[Given passage]
• • • •

ANALYSIS/OPINION
Little arouses the anxieties of red cap-wearing Washingtonians more than the sight of Stephen Strasburg shaking his right arm.
The last pitch the Nationals right-hander threw in Atlanta on Monday night touched 98 miles per hour. But that wasn’t enough — oh, not even close — to quell the wave of near-panic over his pitching arm’s health.
All thanks to a couple of those barely noticeable arm shakes during the six-inning outing during which his fastball command wavered and manager Davey Johnson offering the possibility of — gasp — forearm tightness. That was enough to unleash a wave of unease, as if the city faced a few inches of snow or, gulp, Robert Griffin III’s ongoing right knee rehabilitation somehow fell short of superhuman.
Actually, Strasburg is fine. The pitcher said so. Same with Johnson. Same with general manager Mike Rizzo.

• • • •

[Dataset excerpts]
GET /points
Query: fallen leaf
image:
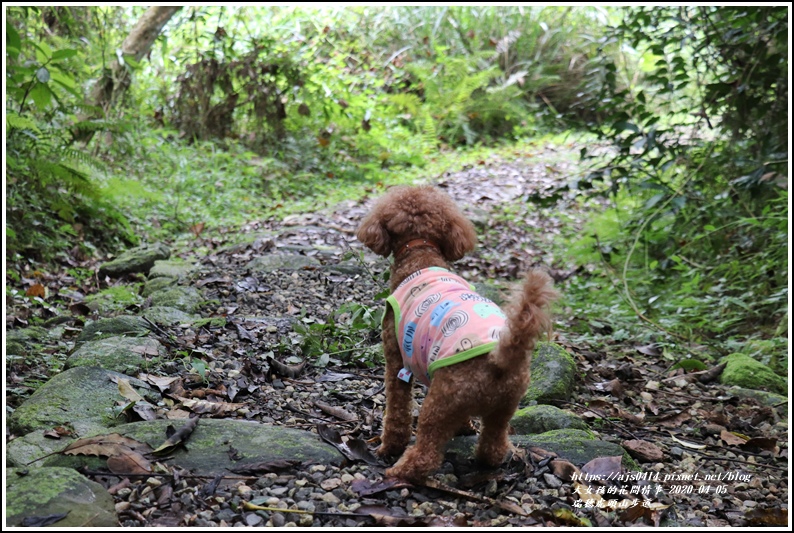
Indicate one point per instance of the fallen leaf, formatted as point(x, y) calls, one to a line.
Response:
point(563, 469)
point(731, 439)
point(106, 445)
point(761, 443)
point(177, 437)
point(772, 516)
point(365, 487)
point(338, 412)
point(41, 521)
point(36, 290)
point(130, 462)
point(126, 390)
point(643, 450)
point(604, 467)
point(686, 444)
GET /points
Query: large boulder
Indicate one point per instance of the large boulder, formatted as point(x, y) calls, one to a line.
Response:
point(40, 492)
point(744, 371)
point(127, 355)
point(543, 418)
point(553, 375)
point(81, 397)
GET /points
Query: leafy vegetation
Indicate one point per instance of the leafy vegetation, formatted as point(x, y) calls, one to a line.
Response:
point(696, 239)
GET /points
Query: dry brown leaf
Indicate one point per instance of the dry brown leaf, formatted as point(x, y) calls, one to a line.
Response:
point(338, 412)
point(207, 407)
point(161, 382)
point(643, 450)
point(129, 462)
point(37, 289)
point(563, 469)
point(126, 390)
point(686, 444)
point(178, 437)
point(761, 443)
point(107, 445)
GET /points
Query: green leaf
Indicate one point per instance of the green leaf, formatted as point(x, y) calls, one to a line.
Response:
point(620, 126)
point(41, 95)
point(13, 42)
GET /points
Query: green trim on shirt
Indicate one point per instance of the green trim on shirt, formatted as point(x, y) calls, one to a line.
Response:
point(460, 357)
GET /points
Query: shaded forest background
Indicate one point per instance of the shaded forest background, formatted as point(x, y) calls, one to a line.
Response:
point(128, 125)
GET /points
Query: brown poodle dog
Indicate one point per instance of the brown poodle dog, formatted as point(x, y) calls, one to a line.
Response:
point(426, 231)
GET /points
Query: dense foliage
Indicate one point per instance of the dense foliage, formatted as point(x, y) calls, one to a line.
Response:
point(698, 169)
point(237, 113)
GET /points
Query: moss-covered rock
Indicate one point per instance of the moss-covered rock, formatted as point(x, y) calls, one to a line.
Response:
point(271, 262)
point(51, 491)
point(113, 299)
point(177, 269)
point(206, 450)
point(81, 398)
point(126, 325)
point(744, 371)
point(543, 418)
point(553, 375)
point(187, 299)
point(127, 355)
point(167, 316)
point(769, 399)
point(139, 259)
point(157, 285)
point(33, 448)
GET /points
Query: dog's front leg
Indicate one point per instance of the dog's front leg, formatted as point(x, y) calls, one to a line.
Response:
point(398, 419)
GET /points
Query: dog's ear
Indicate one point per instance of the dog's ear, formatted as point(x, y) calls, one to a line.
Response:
point(372, 233)
point(459, 239)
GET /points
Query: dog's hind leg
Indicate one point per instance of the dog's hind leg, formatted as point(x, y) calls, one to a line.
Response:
point(398, 418)
point(492, 444)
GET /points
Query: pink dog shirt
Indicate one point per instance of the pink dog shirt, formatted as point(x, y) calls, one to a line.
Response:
point(431, 308)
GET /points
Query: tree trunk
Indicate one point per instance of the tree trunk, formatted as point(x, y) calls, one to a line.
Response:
point(114, 83)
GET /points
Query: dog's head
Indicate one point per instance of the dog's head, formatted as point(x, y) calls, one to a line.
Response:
point(424, 212)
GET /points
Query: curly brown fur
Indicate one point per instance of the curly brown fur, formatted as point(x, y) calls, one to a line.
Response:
point(488, 386)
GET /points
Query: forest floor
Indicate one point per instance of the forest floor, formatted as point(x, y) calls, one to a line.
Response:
point(720, 458)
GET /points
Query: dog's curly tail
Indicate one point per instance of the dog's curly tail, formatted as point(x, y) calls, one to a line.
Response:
point(527, 319)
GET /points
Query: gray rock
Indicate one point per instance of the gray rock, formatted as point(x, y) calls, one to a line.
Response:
point(185, 299)
point(139, 259)
point(543, 418)
point(769, 399)
point(271, 262)
point(126, 325)
point(120, 354)
point(206, 451)
point(47, 491)
point(81, 397)
point(744, 371)
point(113, 299)
point(164, 315)
point(553, 375)
point(157, 285)
point(171, 269)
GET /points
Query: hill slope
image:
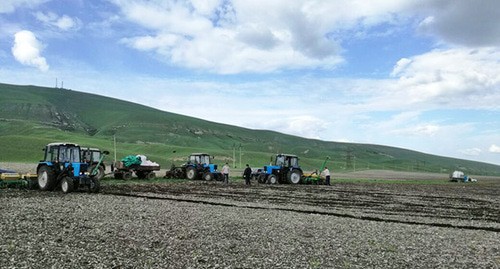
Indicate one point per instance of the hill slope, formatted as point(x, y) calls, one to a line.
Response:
point(31, 117)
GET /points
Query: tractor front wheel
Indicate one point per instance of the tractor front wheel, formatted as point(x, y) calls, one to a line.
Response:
point(67, 185)
point(272, 179)
point(294, 177)
point(46, 178)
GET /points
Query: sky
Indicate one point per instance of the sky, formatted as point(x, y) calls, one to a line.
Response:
point(416, 74)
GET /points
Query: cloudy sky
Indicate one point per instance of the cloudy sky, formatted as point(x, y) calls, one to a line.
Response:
point(416, 74)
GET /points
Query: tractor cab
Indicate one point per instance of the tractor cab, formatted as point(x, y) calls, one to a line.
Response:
point(199, 166)
point(284, 160)
point(62, 167)
point(286, 169)
point(92, 157)
point(63, 155)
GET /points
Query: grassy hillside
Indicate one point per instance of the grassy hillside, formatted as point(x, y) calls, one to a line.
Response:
point(31, 117)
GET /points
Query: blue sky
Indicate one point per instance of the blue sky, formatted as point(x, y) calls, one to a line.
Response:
point(417, 74)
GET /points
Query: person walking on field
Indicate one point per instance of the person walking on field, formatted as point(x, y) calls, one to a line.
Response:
point(225, 172)
point(326, 174)
point(247, 174)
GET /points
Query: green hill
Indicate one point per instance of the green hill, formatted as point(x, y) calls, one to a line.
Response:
point(31, 117)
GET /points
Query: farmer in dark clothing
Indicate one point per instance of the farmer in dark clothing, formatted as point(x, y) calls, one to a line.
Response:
point(247, 174)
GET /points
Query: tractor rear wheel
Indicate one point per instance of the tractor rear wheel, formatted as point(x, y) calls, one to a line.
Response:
point(294, 176)
point(261, 178)
point(95, 185)
point(272, 179)
point(67, 185)
point(191, 173)
point(150, 175)
point(208, 176)
point(46, 178)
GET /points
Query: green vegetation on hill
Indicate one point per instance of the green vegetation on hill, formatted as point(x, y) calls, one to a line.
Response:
point(31, 117)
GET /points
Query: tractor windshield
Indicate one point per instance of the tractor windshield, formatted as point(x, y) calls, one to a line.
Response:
point(280, 160)
point(95, 156)
point(69, 154)
point(62, 153)
point(199, 159)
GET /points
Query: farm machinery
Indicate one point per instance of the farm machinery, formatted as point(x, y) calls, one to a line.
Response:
point(13, 179)
point(315, 177)
point(62, 167)
point(139, 164)
point(198, 166)
point(92, 156)
point(285, 169)
point(459, 176)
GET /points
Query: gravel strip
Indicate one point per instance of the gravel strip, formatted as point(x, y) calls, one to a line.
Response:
point(53, 230)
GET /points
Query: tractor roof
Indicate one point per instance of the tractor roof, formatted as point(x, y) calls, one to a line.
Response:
point(62, 144)
point(91, 149)
point(287, 155)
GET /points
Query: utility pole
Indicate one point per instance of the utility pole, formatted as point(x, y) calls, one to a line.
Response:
point(240, 155)
point(114, 145)
point(234, 155)
point(348, 158)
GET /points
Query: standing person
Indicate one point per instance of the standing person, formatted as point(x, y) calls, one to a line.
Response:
point(225, 172)
point(326, 173)
point(247, 174)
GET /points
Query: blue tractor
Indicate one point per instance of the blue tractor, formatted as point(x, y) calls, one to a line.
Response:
point(199, 166)
point(62, 167)
point(285, 169)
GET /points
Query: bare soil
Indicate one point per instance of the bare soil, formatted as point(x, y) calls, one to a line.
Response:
point(197, 224)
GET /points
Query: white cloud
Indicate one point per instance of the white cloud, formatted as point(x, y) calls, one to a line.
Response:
point(8, 6)
point(27, 50)
point(470, 23)
point(454, 78)
point(63, 22)
point(248, 36)
point(494, 149)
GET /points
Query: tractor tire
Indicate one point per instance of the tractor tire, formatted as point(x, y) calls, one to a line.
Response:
point(272, 179)
point(100, 171)
point(191, 173)
point(150, 175)
point(67, 185)
point(46, 178)
point(208, 176)
point(294, 177)
point(95, 185)
point(127, 175)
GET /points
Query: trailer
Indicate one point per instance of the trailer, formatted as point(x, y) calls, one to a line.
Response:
point(138, 165)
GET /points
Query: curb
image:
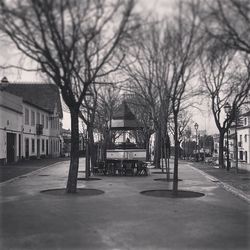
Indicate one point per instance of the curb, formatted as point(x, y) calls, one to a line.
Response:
point(28, 174)
point(237, 192)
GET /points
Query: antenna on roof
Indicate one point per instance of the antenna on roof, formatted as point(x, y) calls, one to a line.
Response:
point(4, 80)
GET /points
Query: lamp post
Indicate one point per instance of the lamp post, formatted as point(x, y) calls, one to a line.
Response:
point(227, 109)
point(196, 126)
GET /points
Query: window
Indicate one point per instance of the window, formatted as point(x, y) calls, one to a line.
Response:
point(27, 118)
point(47, 121)
point(32, 118)
point(245, 121)
point(42, 145)
point(33, 145)
point(43, 120)
point(38, 118)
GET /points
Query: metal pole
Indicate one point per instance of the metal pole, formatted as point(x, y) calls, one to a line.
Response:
point(236, 145)
point(228, 166)
point(196, 151)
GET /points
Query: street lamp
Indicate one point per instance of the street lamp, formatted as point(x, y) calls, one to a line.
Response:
point(196, 126)
point(227, 109)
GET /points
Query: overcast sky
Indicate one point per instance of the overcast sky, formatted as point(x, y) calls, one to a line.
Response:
point(9, 55)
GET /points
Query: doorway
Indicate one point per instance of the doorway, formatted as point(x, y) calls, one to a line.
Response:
point(27, 148)
point(47, 147)
point(38, 148)
point(11, 139)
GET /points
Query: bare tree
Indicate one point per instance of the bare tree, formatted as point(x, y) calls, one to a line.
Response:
point(224, 79)
point(149, 74)
point(185, 47)
point(73, 42)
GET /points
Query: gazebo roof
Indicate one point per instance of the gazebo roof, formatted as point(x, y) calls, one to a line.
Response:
point(124, 119)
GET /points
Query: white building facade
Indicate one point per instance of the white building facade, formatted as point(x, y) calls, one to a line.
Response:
point(29, 129)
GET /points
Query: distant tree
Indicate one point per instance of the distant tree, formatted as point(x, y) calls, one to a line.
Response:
point(228, 21)
point(73, 43)
point(224, 79)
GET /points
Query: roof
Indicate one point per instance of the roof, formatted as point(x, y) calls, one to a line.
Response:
point(42, 95)
point(246, 114)
point(124, 119)
point(124, 113)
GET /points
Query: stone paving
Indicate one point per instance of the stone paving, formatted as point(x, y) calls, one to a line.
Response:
point(240, 180)
point(121, 218)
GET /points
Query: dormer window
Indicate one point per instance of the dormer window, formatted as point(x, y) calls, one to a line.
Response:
point(26, 116)
point(245, 121)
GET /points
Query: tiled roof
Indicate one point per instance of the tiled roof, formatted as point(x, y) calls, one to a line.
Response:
point(41, 95)
point(246, 114)
point(124, 113)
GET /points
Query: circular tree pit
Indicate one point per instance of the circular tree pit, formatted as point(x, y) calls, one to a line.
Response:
point(166, 193)
point(80, 192)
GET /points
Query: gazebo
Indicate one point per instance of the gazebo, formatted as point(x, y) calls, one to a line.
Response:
point(125, 156)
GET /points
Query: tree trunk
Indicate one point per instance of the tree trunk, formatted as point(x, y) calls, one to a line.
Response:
point(147, 148)
point(176, 154)
point(74, 156)
point(221, 149)
point(92, 149)
point(157, 149)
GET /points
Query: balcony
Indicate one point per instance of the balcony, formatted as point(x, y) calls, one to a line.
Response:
point(39, 129)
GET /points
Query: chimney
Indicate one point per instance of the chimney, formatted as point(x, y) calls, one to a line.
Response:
point(4, 80)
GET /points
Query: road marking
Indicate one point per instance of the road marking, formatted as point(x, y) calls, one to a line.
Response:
point(224, 185)
point(29, 174)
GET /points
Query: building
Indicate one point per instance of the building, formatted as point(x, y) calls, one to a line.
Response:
point(243, 138)
point(243, 132)
point(30, 117)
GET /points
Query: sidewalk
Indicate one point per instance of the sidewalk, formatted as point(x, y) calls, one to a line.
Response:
point(121, 218)
point(10, 171)
point(239, 180)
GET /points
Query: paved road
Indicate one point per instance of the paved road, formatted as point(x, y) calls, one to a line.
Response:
point(121, 218)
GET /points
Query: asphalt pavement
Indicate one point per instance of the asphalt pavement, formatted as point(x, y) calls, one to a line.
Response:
point(121, 217)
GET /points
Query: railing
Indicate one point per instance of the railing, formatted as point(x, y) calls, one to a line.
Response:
point(39, 129)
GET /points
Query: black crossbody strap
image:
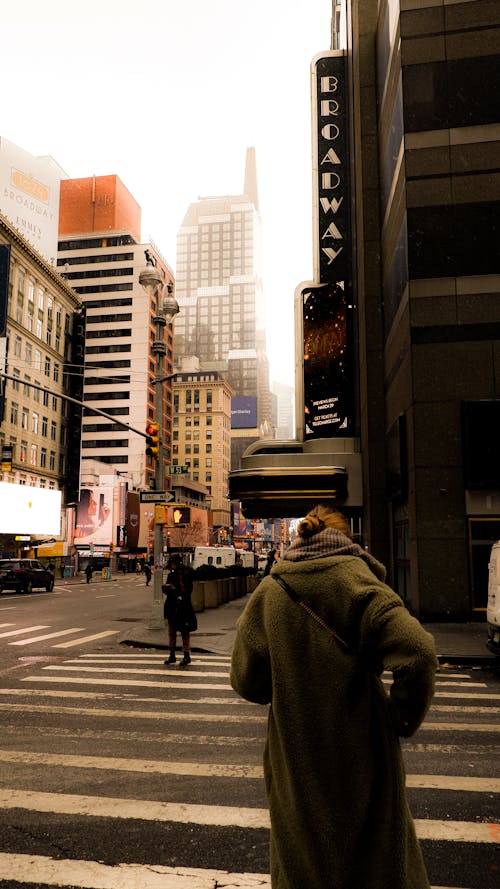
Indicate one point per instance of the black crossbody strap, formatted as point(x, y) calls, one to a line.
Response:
point(296, 598)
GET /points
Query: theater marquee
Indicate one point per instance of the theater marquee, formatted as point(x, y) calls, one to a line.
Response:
point(326, 304)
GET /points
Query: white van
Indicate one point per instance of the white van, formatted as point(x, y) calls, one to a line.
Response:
point(219, 556)
point(222, 557)
point(493, 608)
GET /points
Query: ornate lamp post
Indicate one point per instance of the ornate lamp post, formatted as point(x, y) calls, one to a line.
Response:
point(166, 310)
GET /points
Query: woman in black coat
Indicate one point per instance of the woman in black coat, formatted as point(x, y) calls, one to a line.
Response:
point(178, 609)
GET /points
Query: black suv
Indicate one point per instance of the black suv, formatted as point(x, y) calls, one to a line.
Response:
point(24, 575)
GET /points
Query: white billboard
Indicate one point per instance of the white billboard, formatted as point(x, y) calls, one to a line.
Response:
point(29, 196)
point(27, 510)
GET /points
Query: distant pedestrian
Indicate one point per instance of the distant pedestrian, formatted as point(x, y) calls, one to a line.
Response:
point(178, 609)
point(312, 642)
point(271, 558)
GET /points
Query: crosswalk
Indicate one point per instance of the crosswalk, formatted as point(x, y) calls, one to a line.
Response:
point(168, 763)
point(31, 635)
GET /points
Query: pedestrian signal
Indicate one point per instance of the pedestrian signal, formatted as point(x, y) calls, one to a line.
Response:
point(182, 516)
point(152, 439)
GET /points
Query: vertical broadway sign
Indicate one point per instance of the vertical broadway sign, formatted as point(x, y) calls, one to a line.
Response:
point(327, 310)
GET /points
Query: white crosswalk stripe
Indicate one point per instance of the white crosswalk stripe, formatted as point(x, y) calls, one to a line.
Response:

• • • •

[What this task involves]
Rewrite the passage of the Strasburg column starting at "All thanks to" and ending at "short of superhuman.", changing "forearm tightness" to "elbow soreness". The rows are not needed.

[Solution to the problem]
All thanks to a couple of those barely noticeable arm shakes during the six-inning outing during which his fastball command wavered and manager Davey Johnson offering the possibility of — gasp — elbow soreness. That was enough to unleash a wave of unease, as if the city faced a few inches of snow or, gulp, Robert Griffin III’s ongoing right knee rehabilitation somehow fell short of superhuman.